**Description of the task**:
Transcribe verbatim the lines of the data below, starting with the line that contains "Question. Mark every instance of the arm" and continuing through the line that contains "x=262 y=488", both included, and reproduce no other lines.

**Data to process**:
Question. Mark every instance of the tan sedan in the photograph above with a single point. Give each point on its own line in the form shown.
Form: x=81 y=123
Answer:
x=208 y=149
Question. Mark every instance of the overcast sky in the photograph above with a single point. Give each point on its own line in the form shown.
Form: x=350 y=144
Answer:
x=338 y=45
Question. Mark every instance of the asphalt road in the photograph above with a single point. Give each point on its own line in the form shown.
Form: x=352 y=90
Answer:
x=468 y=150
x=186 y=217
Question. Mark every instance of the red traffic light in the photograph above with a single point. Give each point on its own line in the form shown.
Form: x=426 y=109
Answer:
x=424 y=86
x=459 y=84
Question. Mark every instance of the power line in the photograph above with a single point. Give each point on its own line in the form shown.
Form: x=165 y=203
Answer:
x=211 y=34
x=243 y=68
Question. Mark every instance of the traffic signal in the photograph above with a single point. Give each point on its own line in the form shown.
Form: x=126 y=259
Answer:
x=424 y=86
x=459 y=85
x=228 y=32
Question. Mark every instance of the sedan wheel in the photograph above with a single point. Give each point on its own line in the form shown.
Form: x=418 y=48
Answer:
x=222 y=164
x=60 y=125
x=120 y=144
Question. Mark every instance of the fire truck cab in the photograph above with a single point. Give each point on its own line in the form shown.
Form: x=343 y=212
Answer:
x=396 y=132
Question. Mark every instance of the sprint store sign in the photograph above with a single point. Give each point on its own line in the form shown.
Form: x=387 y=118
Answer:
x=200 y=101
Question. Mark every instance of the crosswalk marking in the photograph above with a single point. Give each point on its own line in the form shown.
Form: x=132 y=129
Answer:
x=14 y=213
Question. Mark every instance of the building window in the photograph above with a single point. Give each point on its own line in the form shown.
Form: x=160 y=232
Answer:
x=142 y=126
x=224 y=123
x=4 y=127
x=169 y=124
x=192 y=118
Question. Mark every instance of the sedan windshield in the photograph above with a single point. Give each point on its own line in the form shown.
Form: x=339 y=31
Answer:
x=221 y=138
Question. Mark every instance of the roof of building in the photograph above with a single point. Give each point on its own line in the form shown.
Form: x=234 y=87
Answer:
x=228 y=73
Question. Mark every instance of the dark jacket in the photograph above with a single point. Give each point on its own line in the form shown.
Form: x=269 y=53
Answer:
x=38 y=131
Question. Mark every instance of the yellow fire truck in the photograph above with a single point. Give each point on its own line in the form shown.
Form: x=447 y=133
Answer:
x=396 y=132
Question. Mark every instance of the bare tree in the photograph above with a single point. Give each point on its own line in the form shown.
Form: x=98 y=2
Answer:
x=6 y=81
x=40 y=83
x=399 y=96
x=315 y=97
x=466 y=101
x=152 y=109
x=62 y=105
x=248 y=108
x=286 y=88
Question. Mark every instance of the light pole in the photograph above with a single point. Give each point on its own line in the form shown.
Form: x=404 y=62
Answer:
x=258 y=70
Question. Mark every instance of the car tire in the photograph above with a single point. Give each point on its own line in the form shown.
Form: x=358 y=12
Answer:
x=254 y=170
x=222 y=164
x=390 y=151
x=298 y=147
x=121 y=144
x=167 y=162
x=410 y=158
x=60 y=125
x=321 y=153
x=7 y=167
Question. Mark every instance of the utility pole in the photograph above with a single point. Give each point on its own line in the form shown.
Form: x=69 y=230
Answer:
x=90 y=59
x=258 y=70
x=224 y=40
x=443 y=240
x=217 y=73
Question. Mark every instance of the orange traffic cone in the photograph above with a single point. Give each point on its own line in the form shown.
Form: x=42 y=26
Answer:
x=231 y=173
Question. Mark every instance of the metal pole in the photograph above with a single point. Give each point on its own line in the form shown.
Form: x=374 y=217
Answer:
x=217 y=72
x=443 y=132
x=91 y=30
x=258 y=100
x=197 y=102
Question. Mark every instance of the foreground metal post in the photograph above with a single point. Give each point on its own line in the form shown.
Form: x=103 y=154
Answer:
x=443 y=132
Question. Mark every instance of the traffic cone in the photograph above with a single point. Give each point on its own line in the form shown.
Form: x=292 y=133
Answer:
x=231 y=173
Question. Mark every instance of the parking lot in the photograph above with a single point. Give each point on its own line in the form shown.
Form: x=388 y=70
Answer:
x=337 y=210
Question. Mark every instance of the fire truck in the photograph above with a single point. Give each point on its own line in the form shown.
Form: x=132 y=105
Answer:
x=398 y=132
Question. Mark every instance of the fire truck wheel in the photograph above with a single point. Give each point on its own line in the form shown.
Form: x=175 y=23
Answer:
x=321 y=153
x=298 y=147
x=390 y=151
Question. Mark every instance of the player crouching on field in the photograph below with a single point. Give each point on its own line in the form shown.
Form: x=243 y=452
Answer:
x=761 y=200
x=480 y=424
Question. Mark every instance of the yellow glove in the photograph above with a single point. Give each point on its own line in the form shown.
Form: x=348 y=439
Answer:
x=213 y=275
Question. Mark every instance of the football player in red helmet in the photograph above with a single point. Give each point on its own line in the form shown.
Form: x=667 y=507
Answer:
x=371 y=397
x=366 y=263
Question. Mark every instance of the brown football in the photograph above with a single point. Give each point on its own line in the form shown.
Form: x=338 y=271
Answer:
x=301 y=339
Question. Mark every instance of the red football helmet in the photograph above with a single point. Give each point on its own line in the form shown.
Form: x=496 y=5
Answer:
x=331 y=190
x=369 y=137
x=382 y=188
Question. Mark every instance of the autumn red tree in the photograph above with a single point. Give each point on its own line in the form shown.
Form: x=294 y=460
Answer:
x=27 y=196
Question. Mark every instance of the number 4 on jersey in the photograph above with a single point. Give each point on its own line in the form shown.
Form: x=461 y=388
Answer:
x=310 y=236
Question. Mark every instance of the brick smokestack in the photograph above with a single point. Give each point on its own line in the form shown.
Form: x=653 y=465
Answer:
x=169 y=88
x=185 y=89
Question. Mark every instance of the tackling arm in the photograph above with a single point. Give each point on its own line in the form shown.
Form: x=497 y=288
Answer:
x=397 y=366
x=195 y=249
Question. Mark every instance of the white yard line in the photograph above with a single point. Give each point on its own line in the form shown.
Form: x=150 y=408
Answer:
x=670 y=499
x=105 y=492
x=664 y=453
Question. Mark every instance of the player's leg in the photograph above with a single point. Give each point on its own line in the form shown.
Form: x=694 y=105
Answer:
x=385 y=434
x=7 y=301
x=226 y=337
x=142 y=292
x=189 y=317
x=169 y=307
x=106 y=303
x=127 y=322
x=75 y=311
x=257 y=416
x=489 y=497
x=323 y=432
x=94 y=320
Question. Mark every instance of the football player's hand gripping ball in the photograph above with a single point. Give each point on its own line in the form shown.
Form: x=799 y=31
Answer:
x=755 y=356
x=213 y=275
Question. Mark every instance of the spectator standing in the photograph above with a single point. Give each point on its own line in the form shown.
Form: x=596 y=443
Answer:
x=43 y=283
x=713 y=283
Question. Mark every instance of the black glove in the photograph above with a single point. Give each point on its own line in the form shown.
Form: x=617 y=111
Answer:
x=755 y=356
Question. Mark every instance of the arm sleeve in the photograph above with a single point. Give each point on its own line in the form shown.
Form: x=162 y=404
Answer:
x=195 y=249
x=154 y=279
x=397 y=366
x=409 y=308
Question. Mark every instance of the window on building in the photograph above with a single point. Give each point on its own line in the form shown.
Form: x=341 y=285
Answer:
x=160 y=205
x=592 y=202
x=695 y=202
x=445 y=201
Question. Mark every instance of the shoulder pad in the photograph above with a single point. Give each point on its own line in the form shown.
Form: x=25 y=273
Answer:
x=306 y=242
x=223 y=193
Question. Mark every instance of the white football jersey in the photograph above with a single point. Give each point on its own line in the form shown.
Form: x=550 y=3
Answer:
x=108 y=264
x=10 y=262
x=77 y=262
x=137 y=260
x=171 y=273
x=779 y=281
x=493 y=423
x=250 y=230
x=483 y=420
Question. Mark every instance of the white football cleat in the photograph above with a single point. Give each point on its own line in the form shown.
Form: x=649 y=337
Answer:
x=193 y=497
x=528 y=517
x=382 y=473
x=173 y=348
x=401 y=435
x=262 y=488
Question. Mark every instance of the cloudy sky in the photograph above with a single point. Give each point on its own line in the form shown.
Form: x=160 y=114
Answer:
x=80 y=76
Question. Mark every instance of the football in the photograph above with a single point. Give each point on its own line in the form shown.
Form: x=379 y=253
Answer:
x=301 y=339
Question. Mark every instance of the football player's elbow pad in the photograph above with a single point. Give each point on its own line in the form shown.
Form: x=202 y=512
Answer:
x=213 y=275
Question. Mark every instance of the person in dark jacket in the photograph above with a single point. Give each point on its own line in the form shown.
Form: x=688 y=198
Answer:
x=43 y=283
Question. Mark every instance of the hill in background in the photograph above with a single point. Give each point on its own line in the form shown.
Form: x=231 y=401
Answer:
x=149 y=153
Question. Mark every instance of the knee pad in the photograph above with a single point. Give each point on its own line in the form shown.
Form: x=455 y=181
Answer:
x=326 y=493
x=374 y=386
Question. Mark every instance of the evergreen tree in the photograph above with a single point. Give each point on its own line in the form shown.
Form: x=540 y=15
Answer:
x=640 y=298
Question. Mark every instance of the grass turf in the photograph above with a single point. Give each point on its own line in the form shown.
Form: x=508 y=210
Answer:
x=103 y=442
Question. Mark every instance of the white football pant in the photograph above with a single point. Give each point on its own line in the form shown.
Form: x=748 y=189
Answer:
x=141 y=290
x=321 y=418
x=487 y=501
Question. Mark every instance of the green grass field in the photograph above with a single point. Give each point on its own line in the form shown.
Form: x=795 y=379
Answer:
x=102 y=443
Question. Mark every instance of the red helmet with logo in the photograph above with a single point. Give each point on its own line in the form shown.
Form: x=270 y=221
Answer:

**Output below**:
Question. Mark every instance of the arm sleeve in the photograph above with a single point. Give each point on its own line in the form shown.
Form: x=162 y=404
Answer:
x=195 y=249
x=154 y=279
x=397 y=366
x=409 y=308
Question. Mark every instance of the window on building in the photograph above with a single point. Give each point on its own line in the form shown.
Form: x=341 y=285
Answer:
x=160 y=205
x=592 y=202
x=695 y=202
x=445 y=201
Question. Mark every instance of the shoulder pad in the photograph above with a single point. Give each point on its own line in the form shown.
Form: x=25 y=273
Answer:
x=306 y=242
x=223 y=193
Question. Mark every instance of the white football jersey in the photograph above with a single point. Give each point on its own line in the form shown.
Form: x=550 y=3
Answer:
x=108 y=264
x=10 y=262
x=77 y=262
x=137 y=260
x=171 y=273
x=779 y=281
x=493 y=423
x=250 y=230
x=483 y=420
Question. Mark every instance of the white football cleat in the photograph above with a single point. Give each point on its own line in the form shown.
Form: x=649 y=337
Answer:
x=193 y=497
x=528 y=517
x=382 y=473
x=173 y=348
x=401 y=435
x=262 y=488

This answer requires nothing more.